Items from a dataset
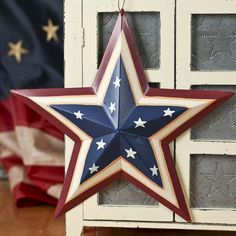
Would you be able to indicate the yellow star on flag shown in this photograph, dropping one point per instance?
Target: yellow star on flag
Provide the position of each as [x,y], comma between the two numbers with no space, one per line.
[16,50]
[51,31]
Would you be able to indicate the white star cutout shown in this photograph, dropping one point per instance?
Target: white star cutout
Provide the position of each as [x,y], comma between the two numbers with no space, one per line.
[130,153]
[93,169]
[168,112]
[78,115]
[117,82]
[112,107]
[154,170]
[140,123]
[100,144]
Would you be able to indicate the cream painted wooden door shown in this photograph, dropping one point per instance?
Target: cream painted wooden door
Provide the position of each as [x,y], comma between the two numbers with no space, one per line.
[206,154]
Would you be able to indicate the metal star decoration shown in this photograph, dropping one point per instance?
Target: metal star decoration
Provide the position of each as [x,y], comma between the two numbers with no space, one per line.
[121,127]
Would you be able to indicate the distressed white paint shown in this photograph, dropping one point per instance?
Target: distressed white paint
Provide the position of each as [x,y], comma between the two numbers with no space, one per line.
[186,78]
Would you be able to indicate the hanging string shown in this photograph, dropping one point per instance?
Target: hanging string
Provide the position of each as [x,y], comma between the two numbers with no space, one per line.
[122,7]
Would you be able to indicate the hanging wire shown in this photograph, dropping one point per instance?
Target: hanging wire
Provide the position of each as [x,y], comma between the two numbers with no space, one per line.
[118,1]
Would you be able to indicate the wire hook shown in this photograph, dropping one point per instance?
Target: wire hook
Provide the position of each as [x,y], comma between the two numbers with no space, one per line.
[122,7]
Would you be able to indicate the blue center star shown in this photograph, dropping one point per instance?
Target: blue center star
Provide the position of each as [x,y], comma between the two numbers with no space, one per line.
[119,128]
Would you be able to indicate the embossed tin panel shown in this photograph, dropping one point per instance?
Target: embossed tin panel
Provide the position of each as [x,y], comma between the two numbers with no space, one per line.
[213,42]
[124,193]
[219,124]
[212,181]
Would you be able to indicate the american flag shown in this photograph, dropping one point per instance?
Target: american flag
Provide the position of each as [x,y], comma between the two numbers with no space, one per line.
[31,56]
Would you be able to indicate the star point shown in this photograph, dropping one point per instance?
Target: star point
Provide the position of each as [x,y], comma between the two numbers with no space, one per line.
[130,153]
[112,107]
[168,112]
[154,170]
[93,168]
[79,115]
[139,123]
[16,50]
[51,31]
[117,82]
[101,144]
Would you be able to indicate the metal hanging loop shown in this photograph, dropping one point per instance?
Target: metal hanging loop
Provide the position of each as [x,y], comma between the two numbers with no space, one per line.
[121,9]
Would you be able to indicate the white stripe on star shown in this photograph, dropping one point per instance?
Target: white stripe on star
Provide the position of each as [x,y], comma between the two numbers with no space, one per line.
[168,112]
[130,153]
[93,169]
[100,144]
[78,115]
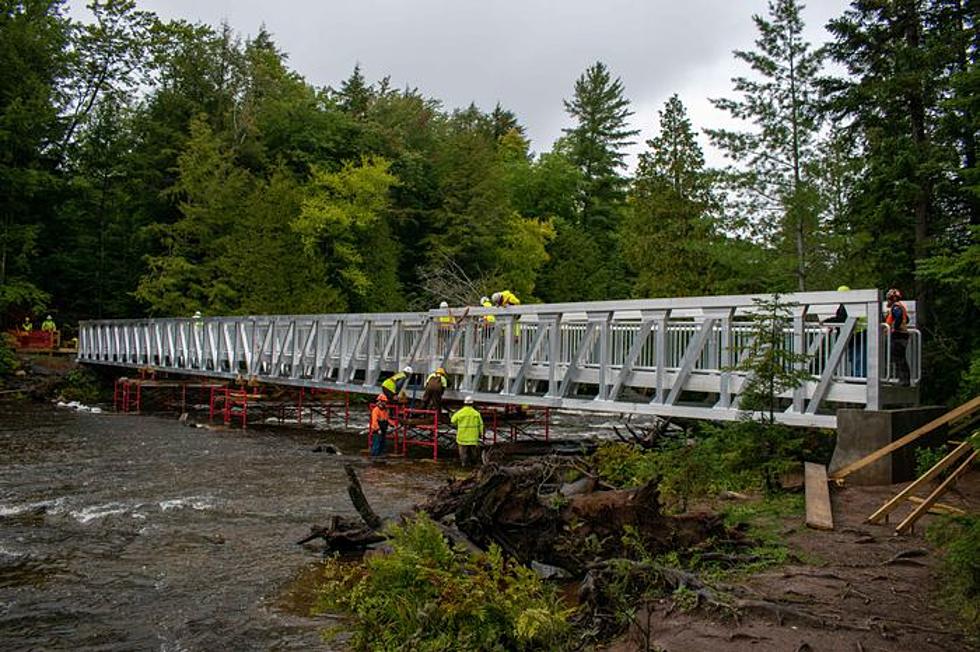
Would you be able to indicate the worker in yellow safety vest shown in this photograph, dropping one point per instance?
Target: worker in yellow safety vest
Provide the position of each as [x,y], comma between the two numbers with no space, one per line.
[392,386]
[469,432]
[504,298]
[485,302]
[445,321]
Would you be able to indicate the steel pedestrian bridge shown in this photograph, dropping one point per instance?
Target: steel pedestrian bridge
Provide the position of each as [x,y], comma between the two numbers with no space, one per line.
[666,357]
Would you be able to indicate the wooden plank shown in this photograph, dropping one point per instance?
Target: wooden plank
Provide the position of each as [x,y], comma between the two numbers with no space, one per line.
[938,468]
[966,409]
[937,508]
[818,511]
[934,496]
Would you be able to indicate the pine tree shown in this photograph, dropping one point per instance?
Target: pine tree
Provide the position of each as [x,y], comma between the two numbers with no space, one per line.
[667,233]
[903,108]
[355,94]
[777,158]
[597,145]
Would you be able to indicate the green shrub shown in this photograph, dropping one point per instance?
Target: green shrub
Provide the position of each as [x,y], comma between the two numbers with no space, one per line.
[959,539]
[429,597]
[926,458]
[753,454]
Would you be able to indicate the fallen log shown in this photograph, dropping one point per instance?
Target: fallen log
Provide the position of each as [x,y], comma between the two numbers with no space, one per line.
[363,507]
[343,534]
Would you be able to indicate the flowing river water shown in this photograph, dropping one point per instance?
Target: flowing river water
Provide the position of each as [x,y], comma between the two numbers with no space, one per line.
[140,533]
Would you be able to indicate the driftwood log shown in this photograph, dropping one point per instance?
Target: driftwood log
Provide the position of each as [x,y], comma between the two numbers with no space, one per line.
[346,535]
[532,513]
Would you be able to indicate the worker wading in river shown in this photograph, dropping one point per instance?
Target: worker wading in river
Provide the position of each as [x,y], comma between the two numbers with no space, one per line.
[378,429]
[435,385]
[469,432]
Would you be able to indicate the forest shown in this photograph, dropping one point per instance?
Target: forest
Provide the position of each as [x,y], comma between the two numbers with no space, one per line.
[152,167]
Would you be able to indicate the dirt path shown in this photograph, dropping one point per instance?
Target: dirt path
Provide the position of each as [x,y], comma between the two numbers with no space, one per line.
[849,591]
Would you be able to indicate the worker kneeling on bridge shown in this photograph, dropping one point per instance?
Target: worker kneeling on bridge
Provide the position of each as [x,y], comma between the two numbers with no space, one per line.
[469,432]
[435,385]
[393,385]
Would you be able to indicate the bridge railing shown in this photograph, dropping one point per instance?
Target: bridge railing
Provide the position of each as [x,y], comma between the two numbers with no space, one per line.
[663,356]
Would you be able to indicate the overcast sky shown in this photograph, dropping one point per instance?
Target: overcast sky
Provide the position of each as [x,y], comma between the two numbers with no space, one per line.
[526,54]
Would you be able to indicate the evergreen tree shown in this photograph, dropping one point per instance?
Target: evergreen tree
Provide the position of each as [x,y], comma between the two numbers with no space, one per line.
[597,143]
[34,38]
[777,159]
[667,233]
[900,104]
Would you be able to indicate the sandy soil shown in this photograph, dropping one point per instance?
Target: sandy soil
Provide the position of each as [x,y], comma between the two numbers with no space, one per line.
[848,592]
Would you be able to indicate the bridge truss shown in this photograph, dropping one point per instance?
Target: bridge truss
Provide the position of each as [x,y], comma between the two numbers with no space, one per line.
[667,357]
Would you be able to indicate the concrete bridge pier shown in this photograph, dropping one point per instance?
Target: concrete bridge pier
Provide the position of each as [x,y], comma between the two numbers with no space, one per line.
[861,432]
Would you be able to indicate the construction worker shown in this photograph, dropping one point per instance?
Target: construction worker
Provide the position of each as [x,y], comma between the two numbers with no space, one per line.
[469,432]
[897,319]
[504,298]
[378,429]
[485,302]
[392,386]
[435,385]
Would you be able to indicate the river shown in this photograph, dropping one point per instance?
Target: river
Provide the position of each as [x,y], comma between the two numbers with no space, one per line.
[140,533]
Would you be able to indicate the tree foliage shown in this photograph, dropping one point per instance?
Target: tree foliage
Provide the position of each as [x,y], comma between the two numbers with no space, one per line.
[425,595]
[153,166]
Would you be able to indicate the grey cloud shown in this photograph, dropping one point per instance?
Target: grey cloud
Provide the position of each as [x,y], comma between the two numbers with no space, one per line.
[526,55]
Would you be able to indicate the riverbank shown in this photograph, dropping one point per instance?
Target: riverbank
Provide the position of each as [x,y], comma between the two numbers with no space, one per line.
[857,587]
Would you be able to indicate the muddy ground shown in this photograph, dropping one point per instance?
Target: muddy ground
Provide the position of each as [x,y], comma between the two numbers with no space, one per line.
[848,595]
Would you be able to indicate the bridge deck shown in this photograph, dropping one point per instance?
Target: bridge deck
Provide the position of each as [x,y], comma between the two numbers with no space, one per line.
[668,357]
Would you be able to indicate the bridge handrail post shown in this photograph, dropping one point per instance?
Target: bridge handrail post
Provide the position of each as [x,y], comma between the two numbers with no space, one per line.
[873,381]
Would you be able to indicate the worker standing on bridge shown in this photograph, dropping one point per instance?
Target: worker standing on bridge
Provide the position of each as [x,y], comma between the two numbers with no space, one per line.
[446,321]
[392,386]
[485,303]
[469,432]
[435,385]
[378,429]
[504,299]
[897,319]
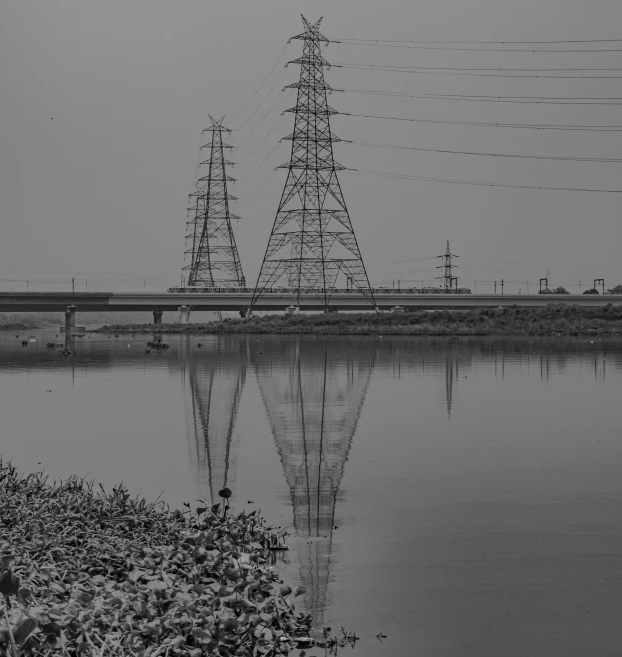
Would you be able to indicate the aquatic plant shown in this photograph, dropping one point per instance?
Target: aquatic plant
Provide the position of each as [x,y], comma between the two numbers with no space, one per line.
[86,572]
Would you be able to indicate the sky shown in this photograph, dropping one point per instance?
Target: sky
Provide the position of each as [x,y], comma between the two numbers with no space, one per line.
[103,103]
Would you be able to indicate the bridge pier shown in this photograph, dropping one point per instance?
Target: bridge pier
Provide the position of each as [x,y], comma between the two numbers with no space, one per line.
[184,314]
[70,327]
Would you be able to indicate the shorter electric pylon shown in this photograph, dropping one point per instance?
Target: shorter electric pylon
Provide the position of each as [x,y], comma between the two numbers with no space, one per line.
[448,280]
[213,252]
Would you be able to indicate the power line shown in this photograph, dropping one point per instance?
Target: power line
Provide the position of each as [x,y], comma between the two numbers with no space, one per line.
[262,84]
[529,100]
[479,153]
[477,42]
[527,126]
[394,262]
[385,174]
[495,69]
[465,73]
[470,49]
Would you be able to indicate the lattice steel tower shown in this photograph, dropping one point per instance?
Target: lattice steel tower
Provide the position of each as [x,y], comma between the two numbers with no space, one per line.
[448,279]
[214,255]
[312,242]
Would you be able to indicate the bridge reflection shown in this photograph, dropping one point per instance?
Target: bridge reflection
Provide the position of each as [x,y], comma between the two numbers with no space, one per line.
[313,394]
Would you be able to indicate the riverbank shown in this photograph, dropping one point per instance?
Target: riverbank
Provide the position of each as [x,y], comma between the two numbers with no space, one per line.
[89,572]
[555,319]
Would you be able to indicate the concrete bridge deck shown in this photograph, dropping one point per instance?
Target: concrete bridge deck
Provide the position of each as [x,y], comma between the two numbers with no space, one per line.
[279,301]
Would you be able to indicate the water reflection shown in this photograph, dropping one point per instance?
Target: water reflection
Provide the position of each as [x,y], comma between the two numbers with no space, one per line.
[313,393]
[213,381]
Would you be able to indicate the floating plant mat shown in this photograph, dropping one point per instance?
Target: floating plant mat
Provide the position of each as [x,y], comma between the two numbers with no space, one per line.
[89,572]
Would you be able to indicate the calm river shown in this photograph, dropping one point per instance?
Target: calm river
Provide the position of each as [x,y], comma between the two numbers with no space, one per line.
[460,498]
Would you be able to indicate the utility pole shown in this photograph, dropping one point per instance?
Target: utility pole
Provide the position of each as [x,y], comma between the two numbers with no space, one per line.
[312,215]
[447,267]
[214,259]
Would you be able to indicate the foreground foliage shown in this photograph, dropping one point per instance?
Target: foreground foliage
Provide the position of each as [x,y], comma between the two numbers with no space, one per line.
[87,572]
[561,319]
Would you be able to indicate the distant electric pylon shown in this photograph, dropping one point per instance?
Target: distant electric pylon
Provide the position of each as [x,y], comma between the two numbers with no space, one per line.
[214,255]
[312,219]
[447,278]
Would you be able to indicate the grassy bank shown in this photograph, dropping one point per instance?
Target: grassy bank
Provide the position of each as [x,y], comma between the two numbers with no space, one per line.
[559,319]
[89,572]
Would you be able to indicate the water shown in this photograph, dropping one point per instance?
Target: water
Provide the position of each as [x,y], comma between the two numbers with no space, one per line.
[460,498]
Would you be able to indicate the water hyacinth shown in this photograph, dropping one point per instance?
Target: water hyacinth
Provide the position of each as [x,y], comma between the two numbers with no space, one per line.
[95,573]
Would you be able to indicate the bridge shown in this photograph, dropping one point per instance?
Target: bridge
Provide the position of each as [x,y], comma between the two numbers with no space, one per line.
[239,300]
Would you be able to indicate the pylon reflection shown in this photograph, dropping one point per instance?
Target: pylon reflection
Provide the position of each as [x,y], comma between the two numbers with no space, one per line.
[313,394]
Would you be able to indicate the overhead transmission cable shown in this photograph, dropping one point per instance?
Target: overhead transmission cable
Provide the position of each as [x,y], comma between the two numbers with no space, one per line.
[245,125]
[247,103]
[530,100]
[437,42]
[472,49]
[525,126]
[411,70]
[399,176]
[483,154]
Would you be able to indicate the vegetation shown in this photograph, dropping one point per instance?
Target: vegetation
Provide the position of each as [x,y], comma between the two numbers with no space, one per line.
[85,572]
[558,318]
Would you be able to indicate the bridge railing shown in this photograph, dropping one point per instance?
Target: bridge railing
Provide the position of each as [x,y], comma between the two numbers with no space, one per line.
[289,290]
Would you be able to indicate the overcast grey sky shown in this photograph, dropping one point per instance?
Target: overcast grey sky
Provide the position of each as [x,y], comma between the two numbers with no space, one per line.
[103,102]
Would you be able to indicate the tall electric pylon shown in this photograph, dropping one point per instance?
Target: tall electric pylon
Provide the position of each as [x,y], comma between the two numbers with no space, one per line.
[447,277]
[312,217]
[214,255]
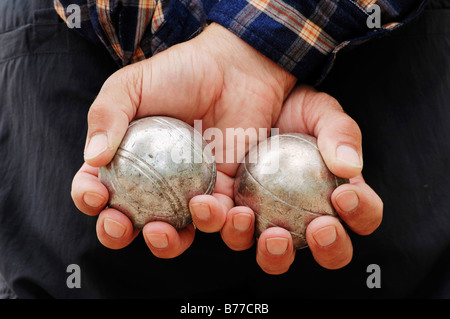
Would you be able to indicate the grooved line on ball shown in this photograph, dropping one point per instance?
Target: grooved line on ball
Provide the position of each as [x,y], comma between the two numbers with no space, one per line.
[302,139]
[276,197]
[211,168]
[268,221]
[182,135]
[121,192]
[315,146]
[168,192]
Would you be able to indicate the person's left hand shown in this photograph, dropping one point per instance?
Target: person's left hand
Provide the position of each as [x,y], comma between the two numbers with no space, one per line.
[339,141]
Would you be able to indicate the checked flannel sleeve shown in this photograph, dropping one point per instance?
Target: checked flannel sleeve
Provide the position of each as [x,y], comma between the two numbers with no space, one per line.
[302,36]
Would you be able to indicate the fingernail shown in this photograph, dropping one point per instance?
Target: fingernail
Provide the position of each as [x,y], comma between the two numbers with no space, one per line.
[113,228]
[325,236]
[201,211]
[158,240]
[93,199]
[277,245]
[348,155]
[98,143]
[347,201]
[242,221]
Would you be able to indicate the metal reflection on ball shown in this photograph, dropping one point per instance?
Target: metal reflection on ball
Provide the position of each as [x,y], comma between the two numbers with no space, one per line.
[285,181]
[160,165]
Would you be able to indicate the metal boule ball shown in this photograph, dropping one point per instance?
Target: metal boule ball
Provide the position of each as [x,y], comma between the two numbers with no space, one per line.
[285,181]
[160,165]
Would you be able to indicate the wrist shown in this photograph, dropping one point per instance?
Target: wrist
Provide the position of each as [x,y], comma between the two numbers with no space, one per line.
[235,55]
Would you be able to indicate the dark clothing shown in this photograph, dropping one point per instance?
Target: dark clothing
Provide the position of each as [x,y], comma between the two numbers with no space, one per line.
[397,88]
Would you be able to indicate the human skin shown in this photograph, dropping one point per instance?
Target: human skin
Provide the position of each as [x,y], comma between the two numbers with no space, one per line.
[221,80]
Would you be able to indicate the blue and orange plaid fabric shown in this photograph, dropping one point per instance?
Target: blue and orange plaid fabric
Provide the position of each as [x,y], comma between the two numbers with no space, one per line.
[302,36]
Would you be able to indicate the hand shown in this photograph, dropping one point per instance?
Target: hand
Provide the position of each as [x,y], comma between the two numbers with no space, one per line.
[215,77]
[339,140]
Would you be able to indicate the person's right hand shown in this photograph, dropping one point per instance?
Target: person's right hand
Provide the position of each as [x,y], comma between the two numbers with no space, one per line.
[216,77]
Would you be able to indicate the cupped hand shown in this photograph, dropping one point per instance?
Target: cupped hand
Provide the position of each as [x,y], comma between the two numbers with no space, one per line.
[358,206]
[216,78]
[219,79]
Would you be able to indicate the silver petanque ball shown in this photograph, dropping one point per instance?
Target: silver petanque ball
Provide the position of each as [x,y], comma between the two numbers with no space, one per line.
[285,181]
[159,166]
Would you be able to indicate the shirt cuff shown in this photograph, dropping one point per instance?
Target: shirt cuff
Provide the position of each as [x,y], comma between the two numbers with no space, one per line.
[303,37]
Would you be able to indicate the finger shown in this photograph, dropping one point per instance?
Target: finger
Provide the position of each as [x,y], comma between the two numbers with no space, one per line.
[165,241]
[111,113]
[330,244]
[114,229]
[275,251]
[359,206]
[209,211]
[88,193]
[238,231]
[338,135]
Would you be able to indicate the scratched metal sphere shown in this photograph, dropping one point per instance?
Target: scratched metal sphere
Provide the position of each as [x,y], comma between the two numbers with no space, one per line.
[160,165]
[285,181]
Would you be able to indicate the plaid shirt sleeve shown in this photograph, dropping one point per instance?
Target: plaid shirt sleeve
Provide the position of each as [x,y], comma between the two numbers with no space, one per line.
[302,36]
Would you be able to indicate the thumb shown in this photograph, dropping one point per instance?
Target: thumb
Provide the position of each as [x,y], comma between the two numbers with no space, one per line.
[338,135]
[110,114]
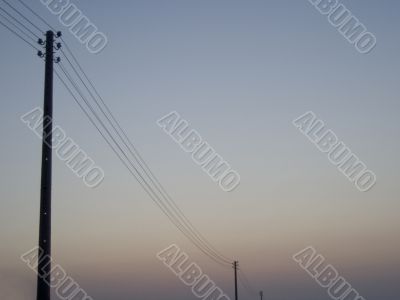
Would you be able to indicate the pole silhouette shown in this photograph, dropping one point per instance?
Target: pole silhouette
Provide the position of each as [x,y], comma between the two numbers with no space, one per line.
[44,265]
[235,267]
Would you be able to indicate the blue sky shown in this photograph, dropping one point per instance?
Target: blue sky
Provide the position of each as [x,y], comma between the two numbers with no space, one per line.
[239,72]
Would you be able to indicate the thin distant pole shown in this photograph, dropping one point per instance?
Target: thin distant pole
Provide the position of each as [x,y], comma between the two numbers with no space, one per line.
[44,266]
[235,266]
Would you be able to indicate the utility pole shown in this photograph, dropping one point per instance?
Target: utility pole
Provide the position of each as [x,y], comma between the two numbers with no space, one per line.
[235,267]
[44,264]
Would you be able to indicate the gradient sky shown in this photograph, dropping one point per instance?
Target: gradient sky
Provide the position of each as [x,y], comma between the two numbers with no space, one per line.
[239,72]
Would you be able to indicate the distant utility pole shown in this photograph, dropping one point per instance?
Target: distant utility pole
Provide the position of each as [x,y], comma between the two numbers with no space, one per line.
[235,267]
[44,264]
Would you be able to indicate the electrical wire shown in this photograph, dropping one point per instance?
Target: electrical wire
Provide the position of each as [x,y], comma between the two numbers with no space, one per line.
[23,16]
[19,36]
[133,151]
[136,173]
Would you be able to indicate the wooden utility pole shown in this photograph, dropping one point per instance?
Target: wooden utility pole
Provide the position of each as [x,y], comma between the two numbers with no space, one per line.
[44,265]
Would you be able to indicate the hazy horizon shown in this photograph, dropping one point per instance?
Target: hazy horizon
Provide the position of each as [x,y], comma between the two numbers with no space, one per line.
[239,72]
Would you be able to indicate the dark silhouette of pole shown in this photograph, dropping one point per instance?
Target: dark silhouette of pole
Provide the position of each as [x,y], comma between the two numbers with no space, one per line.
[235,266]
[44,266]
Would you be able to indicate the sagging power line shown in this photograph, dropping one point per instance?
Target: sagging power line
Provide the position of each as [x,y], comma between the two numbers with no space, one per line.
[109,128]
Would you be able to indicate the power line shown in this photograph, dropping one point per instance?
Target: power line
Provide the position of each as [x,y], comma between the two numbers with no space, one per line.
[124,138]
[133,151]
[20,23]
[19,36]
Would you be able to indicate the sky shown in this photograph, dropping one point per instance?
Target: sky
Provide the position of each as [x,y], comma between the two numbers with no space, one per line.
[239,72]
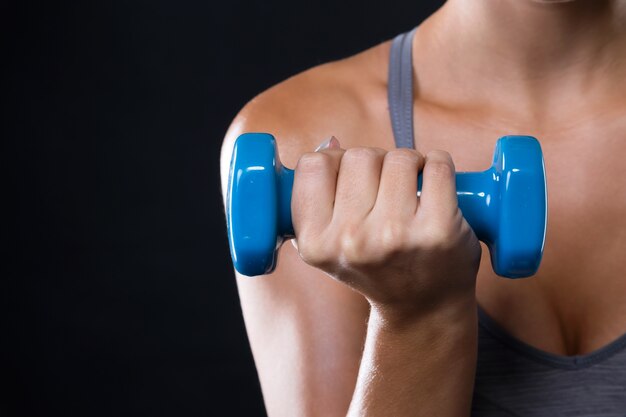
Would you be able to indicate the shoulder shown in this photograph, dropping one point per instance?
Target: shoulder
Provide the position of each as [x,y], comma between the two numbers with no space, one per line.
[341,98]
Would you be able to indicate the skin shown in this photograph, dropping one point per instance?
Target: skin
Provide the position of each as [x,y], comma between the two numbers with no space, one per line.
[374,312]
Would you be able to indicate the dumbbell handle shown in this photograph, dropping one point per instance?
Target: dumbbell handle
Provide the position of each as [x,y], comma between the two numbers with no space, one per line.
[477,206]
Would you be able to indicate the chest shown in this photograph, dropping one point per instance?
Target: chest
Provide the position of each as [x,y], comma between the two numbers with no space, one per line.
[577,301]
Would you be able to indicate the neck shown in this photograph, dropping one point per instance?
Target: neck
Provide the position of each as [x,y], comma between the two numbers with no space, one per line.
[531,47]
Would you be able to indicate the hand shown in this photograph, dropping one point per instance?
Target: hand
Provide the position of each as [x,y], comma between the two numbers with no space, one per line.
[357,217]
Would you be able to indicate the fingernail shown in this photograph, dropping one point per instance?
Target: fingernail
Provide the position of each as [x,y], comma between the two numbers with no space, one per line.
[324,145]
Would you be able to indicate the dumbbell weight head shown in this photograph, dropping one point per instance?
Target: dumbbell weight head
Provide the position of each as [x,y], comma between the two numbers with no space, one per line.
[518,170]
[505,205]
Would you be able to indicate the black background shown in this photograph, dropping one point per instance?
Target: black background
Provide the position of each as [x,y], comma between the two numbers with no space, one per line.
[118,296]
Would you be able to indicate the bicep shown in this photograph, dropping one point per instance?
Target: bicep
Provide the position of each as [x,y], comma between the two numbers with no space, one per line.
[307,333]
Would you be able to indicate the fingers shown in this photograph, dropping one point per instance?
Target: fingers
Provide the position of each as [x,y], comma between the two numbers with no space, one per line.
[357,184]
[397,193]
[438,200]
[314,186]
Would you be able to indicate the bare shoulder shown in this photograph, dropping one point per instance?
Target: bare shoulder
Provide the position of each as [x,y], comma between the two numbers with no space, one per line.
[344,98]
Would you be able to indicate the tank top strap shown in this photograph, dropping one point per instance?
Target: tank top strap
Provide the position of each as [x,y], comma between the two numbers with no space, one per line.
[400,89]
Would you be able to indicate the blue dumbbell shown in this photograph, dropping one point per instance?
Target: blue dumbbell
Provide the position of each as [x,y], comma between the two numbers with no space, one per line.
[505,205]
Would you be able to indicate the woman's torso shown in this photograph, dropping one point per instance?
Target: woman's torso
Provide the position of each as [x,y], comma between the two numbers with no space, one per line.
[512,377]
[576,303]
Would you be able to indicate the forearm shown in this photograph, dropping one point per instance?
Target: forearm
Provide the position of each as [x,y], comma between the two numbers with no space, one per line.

TASK INSTRUCTIONS:
Across the data, pull every line containing the string "torso".

WRITTEN REPLY:
Would you be able to indicate the woman's torso shown in this photograph, dropping one point per instance?
Target: woman's torso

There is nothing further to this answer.